▸ **Challenge**
Report every line of the records below that contains the word "flower". Case counts.

▸ **Data for processing**

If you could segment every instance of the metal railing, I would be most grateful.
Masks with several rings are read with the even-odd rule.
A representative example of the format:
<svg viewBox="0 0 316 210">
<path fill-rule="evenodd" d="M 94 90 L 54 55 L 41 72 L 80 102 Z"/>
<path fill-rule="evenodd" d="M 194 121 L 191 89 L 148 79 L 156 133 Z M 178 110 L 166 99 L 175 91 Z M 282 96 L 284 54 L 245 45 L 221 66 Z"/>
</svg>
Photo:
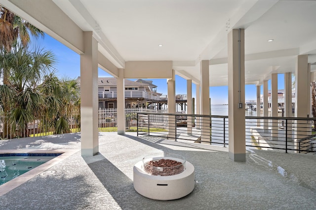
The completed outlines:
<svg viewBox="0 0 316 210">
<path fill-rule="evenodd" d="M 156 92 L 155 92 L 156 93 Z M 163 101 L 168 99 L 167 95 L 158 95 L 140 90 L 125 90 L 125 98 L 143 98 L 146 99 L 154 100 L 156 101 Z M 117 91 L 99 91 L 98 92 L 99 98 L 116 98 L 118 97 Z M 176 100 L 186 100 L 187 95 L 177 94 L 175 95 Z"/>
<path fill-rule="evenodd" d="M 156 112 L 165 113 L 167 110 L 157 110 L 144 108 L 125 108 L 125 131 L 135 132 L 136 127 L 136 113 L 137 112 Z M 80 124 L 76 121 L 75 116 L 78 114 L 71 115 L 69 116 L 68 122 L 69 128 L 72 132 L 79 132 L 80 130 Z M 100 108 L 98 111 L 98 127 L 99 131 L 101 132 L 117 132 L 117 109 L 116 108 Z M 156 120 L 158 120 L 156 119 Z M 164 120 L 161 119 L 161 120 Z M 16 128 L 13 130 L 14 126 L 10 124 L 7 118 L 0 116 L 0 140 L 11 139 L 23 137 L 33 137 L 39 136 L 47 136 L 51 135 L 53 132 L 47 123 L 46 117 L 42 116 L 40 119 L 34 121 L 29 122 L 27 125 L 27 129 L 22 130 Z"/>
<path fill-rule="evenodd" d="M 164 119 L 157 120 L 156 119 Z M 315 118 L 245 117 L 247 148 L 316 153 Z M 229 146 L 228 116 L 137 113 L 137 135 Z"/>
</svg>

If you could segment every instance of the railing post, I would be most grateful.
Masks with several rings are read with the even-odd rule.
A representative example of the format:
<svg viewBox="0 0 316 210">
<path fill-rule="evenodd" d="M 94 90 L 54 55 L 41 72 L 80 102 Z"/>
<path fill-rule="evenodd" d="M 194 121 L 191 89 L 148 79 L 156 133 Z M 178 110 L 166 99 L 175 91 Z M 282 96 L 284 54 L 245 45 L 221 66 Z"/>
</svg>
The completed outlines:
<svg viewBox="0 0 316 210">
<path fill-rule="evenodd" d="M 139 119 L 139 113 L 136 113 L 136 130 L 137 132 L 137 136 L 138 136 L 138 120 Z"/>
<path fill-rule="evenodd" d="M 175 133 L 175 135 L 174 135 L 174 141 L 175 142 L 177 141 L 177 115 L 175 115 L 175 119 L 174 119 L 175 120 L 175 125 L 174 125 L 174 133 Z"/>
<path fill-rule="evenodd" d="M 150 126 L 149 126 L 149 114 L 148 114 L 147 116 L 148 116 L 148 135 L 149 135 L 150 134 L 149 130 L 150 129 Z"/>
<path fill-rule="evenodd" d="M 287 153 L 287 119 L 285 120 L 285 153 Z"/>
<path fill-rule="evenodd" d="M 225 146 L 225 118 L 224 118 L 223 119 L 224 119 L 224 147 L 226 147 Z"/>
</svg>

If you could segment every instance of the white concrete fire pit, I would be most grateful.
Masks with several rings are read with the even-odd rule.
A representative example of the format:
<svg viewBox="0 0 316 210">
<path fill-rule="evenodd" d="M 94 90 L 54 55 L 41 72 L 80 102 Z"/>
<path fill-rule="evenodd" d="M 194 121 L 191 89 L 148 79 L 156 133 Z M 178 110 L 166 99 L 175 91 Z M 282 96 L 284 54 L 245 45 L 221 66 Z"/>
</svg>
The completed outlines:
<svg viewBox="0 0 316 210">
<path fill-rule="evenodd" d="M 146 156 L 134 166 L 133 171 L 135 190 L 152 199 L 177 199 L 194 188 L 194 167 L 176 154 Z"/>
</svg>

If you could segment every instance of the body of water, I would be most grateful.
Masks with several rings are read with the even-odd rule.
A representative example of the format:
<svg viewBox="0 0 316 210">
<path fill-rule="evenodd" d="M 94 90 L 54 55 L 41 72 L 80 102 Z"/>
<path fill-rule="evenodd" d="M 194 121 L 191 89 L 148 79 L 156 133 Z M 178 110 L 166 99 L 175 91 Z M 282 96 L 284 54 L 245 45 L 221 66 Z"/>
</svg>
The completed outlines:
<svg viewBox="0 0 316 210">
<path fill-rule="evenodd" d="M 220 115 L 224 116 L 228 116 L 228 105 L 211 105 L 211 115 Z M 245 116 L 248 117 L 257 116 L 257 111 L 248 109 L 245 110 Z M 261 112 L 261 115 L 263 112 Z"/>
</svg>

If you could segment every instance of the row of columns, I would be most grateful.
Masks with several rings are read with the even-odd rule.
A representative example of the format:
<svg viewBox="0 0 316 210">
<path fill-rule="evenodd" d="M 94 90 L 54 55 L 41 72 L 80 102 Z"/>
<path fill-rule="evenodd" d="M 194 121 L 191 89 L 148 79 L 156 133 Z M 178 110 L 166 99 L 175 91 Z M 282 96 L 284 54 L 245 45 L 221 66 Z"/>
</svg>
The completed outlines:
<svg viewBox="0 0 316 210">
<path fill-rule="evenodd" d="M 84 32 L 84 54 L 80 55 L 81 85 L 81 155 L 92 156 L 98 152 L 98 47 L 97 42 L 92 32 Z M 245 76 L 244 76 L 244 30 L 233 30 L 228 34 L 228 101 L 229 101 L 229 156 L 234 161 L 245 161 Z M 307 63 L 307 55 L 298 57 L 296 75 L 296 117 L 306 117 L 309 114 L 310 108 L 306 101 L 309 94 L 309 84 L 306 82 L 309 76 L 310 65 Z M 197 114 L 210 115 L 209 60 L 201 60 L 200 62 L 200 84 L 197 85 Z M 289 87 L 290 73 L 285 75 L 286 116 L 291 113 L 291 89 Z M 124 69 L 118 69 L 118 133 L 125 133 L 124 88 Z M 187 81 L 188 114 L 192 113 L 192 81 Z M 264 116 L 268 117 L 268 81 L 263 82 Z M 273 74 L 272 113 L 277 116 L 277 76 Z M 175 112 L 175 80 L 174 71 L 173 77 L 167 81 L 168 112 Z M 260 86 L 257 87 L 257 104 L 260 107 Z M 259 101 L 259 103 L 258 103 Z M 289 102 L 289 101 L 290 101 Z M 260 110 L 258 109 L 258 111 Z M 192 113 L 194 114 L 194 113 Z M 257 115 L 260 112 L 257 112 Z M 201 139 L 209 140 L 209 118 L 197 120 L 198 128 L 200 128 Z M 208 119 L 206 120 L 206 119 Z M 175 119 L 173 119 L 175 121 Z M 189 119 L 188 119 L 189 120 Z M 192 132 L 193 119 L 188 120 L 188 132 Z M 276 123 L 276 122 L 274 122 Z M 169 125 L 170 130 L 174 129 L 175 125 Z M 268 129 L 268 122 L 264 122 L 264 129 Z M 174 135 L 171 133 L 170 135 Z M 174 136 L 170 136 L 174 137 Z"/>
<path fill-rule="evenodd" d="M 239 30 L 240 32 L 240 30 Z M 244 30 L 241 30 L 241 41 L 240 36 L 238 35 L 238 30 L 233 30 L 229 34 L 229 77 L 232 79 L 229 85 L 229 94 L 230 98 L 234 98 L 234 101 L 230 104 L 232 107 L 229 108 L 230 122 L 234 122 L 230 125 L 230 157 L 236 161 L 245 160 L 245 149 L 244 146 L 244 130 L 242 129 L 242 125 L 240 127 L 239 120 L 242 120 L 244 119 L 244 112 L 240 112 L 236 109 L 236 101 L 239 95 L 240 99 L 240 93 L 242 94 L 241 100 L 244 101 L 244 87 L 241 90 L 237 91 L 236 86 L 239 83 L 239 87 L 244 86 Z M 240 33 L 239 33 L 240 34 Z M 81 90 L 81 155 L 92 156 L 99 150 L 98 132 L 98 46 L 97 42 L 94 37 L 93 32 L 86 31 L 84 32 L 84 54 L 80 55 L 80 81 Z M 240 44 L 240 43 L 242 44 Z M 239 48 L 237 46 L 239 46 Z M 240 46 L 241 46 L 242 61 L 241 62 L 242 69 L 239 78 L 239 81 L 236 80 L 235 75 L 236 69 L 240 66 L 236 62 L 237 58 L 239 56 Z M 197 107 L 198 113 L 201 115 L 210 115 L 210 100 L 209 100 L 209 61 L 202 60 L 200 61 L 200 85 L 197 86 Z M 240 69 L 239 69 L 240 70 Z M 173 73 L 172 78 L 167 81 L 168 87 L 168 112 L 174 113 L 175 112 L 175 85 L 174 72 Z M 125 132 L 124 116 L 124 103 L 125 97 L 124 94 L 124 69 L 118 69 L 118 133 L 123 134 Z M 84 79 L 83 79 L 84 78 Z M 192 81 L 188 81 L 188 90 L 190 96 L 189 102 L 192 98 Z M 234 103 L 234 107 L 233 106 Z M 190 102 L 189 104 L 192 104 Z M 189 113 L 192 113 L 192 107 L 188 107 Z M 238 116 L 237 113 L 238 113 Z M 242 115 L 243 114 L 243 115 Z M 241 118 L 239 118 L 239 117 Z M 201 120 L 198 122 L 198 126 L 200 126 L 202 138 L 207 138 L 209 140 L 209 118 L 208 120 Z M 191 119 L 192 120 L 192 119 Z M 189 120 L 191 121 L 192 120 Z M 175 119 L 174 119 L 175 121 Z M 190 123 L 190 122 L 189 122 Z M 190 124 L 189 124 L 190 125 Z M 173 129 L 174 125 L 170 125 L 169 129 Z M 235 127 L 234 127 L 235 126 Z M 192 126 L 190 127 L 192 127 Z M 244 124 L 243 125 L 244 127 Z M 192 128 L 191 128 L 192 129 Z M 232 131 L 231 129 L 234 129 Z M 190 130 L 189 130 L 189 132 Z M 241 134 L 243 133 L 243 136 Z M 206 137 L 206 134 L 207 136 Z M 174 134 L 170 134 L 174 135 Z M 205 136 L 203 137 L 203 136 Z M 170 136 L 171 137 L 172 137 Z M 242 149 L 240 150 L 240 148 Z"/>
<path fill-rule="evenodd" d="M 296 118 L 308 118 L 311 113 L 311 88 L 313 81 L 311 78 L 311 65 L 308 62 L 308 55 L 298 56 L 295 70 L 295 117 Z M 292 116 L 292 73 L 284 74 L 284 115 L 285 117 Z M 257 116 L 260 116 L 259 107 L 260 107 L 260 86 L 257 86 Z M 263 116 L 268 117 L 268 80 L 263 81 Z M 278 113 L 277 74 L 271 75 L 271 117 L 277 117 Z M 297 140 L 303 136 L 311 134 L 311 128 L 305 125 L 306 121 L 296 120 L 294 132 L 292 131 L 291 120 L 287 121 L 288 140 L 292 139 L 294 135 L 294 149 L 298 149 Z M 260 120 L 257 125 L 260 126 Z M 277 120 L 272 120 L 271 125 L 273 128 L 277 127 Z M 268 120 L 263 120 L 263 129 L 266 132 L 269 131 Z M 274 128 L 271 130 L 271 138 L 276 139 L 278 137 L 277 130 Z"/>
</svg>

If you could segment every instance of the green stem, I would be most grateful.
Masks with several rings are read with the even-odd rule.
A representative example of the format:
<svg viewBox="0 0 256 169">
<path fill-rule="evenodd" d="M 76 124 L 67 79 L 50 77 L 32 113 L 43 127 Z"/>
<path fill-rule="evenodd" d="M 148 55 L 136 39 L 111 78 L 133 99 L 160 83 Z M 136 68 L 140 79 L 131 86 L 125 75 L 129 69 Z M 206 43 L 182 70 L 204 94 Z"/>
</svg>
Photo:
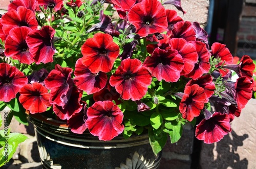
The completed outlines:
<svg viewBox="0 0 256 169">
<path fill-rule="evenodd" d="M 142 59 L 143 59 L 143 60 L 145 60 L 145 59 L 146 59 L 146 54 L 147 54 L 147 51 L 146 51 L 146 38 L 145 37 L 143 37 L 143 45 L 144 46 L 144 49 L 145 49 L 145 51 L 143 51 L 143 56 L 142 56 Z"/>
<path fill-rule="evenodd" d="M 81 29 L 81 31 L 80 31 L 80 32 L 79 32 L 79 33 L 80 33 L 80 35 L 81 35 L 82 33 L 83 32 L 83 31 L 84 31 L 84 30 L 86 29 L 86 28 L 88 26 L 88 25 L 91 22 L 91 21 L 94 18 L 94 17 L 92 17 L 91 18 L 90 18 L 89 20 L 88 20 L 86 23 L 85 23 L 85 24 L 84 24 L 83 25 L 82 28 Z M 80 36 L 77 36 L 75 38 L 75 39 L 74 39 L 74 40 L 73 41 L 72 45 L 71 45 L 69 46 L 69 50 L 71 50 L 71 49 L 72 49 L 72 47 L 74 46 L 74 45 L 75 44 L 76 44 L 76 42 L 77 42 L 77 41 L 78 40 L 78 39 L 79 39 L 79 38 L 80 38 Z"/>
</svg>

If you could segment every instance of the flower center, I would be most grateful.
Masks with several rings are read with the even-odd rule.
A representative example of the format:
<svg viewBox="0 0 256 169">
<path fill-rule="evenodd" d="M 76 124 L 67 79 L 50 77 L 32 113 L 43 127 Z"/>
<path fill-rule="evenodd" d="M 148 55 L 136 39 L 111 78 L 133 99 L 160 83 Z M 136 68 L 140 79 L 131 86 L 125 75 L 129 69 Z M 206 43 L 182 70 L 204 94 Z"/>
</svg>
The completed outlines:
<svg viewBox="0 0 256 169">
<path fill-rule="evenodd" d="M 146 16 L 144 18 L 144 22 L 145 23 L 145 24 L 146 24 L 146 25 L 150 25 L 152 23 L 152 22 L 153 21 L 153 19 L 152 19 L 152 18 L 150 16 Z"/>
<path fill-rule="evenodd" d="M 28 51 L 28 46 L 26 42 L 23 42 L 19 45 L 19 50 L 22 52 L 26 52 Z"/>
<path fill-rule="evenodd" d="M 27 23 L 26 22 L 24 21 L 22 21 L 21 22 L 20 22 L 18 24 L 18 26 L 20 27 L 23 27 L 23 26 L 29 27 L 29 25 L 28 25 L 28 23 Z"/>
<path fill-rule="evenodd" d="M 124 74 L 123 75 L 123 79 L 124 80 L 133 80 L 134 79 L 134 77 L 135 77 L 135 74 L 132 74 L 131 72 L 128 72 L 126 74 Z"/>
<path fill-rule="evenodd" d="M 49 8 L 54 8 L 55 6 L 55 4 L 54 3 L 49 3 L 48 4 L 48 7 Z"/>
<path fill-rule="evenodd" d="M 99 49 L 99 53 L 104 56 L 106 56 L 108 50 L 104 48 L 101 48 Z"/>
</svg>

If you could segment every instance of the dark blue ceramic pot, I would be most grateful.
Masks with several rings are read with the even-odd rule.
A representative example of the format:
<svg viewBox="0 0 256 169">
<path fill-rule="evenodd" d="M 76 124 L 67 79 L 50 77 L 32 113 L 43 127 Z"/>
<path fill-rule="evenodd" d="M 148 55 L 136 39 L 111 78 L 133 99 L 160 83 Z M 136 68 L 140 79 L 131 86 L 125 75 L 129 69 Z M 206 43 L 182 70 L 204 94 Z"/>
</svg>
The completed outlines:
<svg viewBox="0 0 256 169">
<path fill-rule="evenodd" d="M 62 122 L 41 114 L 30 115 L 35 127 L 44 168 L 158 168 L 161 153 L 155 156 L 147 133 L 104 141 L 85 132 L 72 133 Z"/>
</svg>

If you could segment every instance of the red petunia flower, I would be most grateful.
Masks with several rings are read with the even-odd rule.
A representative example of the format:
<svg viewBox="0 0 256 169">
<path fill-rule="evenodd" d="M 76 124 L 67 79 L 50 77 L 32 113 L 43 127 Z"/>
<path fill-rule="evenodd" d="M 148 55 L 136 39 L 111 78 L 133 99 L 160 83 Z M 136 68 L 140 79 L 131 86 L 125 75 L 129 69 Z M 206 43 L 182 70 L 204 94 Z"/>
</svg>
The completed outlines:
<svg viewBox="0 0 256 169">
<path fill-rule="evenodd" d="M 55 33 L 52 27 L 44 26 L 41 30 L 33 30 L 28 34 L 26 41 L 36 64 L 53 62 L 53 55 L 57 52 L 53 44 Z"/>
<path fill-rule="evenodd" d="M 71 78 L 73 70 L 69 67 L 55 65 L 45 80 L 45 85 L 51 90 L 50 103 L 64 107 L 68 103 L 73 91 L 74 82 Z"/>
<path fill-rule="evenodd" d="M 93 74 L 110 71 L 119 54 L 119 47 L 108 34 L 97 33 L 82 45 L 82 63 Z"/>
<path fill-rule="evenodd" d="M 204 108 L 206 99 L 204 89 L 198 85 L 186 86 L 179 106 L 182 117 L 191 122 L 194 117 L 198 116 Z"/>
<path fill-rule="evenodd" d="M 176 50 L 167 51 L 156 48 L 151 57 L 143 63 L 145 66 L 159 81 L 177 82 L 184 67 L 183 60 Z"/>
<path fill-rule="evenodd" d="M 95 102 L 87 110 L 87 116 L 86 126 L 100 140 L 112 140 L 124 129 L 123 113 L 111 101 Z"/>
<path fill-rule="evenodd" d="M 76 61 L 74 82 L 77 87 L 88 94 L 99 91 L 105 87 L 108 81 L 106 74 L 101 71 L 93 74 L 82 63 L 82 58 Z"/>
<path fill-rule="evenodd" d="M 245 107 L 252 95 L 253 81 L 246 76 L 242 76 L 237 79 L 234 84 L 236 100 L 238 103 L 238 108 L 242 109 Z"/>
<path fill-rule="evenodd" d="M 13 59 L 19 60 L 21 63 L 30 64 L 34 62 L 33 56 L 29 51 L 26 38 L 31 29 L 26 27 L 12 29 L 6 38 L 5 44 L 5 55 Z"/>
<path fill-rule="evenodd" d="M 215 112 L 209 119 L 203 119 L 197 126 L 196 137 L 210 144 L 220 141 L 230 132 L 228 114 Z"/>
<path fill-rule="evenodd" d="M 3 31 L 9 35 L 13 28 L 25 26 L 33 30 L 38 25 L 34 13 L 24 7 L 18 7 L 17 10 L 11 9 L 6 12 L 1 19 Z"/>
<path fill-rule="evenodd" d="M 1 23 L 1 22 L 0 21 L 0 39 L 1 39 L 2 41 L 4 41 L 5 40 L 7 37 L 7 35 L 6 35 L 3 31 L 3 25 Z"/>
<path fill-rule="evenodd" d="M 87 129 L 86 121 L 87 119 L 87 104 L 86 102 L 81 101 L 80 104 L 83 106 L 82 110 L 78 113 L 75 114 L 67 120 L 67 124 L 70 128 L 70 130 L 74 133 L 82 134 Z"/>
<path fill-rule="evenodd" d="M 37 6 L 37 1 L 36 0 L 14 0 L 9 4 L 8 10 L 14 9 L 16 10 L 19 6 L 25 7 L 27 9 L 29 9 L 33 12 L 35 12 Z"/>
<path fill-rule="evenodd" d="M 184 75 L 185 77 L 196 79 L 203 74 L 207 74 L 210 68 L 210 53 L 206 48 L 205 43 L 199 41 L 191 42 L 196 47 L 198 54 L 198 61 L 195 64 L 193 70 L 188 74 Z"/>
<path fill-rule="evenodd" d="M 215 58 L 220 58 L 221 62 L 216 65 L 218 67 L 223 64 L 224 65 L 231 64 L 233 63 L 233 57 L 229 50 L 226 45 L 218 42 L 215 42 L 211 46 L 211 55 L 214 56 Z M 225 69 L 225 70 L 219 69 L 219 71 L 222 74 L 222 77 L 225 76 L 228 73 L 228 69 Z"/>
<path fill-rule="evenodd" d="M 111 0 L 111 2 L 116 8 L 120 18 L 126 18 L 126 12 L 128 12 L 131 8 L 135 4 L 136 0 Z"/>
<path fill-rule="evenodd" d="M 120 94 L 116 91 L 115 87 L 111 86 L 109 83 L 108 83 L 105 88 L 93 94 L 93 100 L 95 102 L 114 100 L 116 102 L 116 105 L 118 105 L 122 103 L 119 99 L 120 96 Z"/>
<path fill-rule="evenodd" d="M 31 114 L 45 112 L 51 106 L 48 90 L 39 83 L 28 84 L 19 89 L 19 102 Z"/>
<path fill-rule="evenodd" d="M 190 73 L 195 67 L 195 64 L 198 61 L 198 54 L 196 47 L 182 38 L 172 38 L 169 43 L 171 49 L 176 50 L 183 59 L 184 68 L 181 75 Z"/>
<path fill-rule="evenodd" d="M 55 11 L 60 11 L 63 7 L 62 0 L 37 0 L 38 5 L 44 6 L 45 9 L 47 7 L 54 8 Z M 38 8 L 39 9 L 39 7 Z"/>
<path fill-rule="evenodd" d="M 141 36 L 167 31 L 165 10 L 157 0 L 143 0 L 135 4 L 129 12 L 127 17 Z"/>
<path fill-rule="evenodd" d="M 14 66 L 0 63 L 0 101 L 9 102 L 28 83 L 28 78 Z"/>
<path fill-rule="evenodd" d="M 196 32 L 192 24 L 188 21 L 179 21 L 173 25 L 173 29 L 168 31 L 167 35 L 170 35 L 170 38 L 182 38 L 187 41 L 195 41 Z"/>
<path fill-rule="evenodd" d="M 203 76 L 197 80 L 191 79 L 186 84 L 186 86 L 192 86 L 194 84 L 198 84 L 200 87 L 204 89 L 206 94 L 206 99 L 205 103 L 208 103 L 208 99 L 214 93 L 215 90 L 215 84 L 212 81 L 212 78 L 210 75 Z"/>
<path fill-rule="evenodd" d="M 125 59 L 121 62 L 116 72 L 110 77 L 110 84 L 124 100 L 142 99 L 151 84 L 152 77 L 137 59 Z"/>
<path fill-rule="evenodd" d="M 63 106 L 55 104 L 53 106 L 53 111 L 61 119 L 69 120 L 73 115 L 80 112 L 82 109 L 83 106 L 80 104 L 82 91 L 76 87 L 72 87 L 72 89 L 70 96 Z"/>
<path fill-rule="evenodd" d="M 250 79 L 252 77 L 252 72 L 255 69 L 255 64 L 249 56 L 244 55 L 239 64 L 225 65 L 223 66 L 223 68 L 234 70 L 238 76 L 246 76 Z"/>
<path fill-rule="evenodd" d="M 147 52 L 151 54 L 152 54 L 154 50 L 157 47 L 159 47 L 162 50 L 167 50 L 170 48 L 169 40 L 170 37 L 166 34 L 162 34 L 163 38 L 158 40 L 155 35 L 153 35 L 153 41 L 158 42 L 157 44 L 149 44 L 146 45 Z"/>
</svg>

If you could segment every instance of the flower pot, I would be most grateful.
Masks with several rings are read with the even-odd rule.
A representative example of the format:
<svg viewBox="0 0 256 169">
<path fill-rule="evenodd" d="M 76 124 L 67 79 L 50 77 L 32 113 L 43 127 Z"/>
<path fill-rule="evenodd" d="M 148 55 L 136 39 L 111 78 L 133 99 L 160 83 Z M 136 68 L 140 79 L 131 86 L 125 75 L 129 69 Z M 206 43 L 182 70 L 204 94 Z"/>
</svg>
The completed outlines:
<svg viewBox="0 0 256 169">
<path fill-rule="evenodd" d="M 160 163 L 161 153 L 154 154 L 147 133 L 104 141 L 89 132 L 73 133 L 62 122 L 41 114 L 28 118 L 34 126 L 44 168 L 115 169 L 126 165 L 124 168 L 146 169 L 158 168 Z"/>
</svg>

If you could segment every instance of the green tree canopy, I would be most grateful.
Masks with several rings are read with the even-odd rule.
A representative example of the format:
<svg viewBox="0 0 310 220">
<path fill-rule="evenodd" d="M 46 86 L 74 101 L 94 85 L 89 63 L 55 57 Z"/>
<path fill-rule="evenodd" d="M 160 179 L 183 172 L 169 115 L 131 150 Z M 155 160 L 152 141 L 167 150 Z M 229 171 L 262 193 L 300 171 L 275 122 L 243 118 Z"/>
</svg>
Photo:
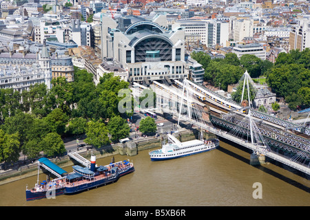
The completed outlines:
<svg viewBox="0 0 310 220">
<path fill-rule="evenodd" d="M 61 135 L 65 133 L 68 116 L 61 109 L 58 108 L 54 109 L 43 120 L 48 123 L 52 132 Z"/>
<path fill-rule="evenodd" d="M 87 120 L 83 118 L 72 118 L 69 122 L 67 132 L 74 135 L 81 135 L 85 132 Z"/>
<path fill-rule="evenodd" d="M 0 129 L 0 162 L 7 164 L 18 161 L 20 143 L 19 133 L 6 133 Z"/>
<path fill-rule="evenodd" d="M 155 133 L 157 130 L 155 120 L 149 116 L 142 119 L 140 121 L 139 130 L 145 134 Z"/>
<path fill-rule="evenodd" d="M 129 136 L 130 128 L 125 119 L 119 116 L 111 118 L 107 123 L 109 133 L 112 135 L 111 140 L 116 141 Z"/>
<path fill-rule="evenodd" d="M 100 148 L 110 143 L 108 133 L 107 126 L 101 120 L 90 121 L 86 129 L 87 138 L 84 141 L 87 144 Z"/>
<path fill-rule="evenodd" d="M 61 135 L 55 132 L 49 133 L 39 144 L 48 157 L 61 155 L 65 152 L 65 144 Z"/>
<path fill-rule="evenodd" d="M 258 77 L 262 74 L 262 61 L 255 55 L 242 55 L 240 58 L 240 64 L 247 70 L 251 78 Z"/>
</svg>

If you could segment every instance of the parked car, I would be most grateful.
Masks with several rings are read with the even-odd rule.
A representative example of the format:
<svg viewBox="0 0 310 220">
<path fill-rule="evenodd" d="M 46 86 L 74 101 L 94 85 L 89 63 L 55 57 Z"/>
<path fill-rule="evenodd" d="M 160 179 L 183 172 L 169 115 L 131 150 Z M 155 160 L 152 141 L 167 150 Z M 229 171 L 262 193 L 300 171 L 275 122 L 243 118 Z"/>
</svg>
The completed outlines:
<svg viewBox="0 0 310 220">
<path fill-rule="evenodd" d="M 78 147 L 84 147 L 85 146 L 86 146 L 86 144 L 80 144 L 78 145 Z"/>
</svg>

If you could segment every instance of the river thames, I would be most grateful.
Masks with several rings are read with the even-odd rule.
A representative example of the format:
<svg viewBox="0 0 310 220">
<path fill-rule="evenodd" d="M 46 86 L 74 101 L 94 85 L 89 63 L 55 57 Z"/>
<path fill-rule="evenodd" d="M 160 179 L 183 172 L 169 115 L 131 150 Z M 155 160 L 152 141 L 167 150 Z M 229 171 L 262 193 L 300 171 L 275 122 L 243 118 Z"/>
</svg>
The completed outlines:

▸ **The result**
If you could segment every instance of the flower center, I would be most grateful.
If you could segment every instance of the red petunia flower, I would be most grateful.
If you could segment every instance of the flower pot, I would be most grateful.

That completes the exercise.